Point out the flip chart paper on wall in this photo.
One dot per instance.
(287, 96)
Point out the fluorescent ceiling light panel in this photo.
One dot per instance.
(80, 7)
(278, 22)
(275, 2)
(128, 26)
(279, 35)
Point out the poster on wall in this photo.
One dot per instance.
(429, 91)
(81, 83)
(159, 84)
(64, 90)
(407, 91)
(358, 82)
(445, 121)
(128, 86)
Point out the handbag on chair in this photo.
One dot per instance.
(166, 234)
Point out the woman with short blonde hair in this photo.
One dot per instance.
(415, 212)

########################################

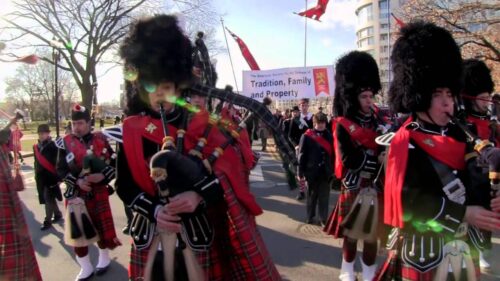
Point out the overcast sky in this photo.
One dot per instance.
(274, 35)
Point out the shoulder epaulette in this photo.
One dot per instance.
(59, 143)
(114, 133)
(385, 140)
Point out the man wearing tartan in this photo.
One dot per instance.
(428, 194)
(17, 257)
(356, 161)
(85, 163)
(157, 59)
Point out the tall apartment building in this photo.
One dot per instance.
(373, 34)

########################################

SET PROBLEM: Locate each line in the data above that contains the word "wall" and copy those lines out. Treat the match as case-sensitive.

WORKED SOLUTION:
Point out the flip chart paper on wall in this photo.
Point out the poster on wall in this photo.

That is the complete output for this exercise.